> _WORK TO DO_:
For each statement, (a) through (c), decide whether it agrees with the passage below on activated carbon isotherms. Answer yes or no, and quote the words of the passage that decide it.
(a) The samples CH-ACP-410, CH-ACG-410, and CO-ACG-390 were all activated with phosphoric acid.
(b) The sample PH-ACG-850 was physically activated by carbon dioxide.
(c) Water vapor promotes the development of microporosity.

> _PROVIDED PASSAGE_:
Figure 2a shows that the three carbonaceous materials (CH-ACP-410, CH-ACG-410, and CO-ACG-390) exhibit completely reversible isotherms corresponding to type I under the IUPAC classification. These samples exhibit strong monolayer adsorption at low relative pressure (P/P₀ < 0.3), followed by a horizontal plateau in the 0.3–0.9 range due to saturation of active sites. This type of isotherm is characteristic of essentially microporous materials. The common factor among the first three samples is that they are all activated with phosphoric acid and carbonized at approximately 400 °C. Yorgun and Yildiz reported an 82% microporous volume for activated carbons derived from Paulownia wood through chemical activation with H₃PO₄; they explained this by noting that 400 °C is the optimal carbonization temperature for chemical activation. These micropores are also formed during the activation step due to the release of heteroatoms, such as H and O, from phosphoric acid [53].

For the physically activated carbon PH-ACG-850, the nitrogen adsorption–desorption isotherm is of type IV, characterized by strong monolayer adsorption (P/P₀: 0–0.3), followed by a plateau corresponding to the progressive filling of the pores (P/P₀: 0.3–1). The sharp rise in the adsorption branch and the presence of a hysteresis loop at high relative pressures indicate the simultaneous presence of micro and mesopores. It is because the PH-ACG-850 sample is physically activated by water vapor. Thus, the nature of the activating agent influences the material’s pore distribution. For example, the use of carbon dioxide as an oxidizing agent promotes the development of microporosity, while water vapor favors larger pore dimensions. It contributes to the formation of mesopores in our case [54].

> _MATERIAL PROVIDED_:
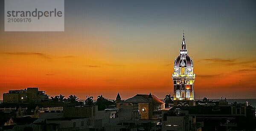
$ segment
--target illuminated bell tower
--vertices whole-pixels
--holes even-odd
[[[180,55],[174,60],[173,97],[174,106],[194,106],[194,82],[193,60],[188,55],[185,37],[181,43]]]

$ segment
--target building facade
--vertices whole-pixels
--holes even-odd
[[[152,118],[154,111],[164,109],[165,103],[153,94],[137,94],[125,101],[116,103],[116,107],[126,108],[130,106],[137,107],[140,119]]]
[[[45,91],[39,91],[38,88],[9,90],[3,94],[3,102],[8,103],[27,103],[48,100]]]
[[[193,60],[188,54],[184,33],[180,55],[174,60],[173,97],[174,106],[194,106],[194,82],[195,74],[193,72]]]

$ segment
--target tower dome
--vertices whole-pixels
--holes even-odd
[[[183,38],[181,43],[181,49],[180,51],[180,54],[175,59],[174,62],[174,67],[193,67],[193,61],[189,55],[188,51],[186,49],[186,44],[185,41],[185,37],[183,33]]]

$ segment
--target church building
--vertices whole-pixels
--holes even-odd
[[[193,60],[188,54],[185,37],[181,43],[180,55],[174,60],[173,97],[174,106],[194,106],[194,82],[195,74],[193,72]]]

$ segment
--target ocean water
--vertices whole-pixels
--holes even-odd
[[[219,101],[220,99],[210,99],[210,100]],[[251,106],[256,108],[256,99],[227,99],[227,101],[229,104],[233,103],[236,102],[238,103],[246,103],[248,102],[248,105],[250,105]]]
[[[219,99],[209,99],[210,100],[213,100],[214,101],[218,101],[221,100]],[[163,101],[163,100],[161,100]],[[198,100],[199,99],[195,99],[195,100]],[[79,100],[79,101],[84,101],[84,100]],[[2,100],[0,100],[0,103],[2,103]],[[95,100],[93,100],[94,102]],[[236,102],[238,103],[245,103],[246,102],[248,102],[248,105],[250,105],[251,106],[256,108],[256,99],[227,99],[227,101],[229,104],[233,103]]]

---

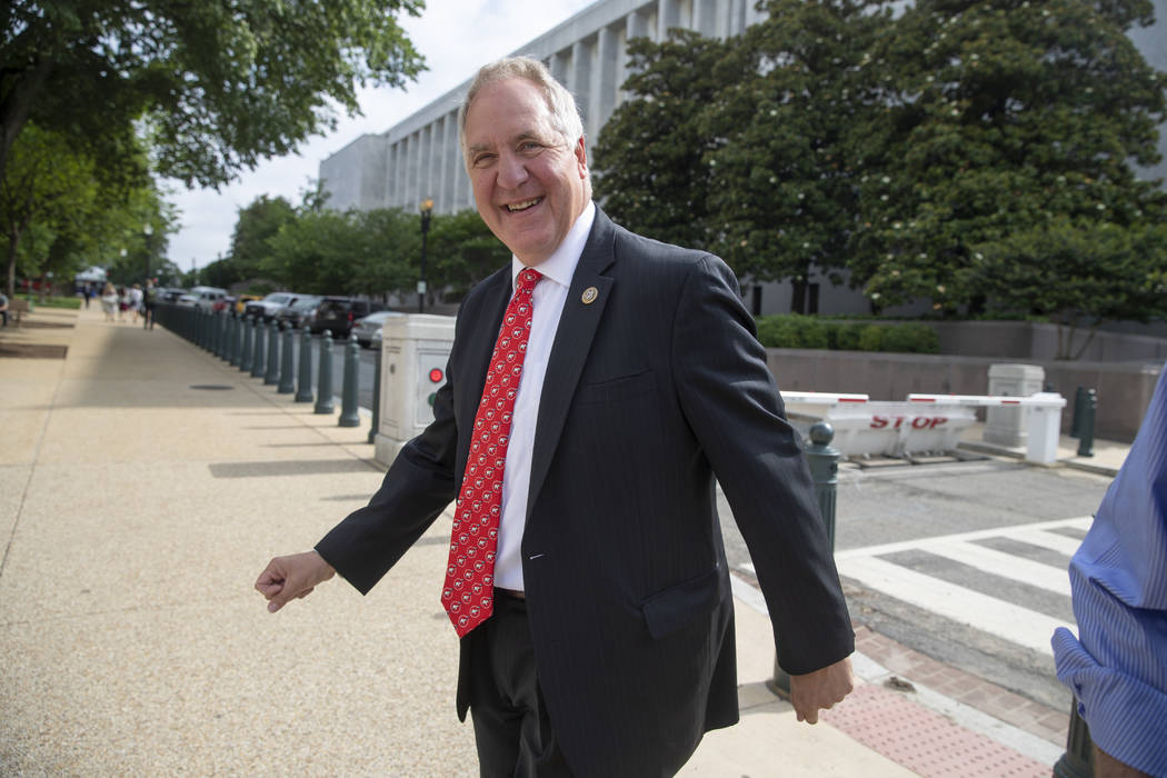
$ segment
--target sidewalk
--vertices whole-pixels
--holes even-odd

...

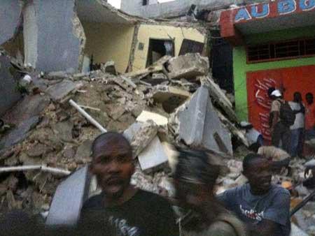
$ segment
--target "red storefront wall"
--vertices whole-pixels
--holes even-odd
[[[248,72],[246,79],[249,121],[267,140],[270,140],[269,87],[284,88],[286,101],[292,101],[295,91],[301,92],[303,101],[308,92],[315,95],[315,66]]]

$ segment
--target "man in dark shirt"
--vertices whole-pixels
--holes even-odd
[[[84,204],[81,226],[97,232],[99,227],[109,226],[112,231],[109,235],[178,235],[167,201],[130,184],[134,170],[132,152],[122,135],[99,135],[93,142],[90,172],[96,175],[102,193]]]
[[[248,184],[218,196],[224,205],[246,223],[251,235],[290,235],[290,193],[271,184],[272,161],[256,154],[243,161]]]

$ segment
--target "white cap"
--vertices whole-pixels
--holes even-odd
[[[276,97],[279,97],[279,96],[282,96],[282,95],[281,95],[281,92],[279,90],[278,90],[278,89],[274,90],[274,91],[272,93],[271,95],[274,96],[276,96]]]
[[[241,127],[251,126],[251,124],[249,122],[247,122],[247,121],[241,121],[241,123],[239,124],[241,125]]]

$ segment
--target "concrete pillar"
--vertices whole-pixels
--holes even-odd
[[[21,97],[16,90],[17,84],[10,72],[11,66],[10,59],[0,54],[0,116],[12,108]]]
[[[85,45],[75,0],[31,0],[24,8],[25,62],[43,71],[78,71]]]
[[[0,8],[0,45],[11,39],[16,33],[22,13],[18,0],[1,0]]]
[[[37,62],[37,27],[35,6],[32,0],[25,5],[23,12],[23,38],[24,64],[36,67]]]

> _TASK RESULT_:
(a) Yes: "they are all activated with phosphoric acid and carbonized at approximately 400 °C"
(b) No: "the PH-ACG-850 sample is physically activated by water vapor"
(c) No: "the use of carbon dioxide as an oxidizing agent promotes the development of microporosity, while water vapor favors larger pore dimensions"